**Listing**
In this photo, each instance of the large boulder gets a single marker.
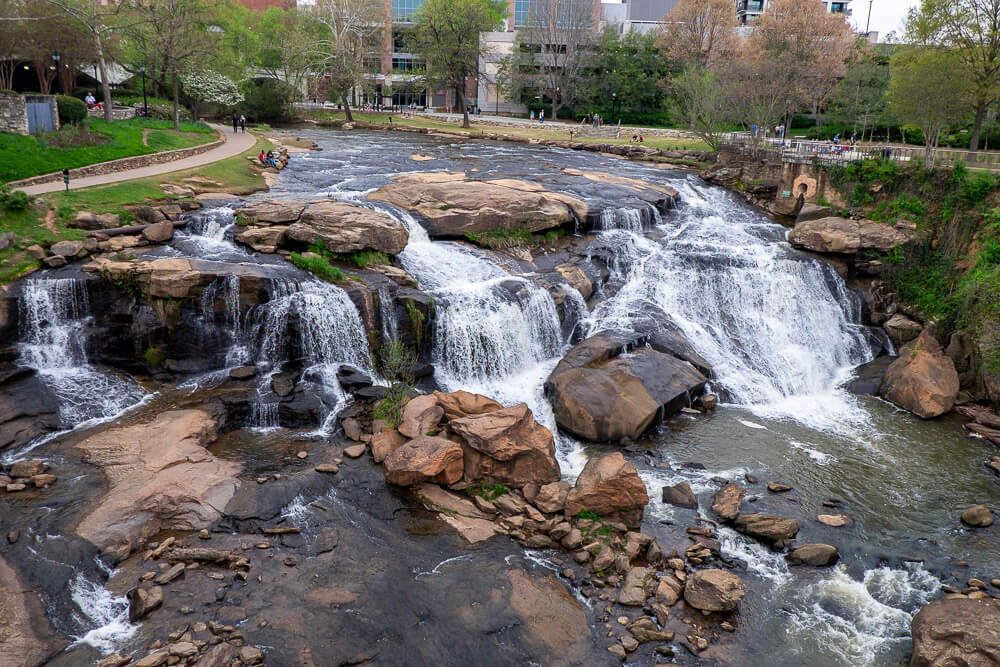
(923, 379)
(507, 446)
(160, 477)
(453, 207)
(601, 394)
(424, 459)
(957, 632)
(346, 228)
(713, 590)
(609, 486)
(847, 237)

**Task**
Write out each line of the rows above again, with the request left as it is and every point shifted by adding 29 to both of its coordinates. Leave the picture out.

**Answer to the task**
In this photo, each instance of the large boulder gets a single marker.
(952, 408)
(536, 475)
(189, 506)
(482, 236)
(630, 423)
(453, 488)
(986, 661)
(375, 257)
(742, 619)
(638, 515)
(876, 266)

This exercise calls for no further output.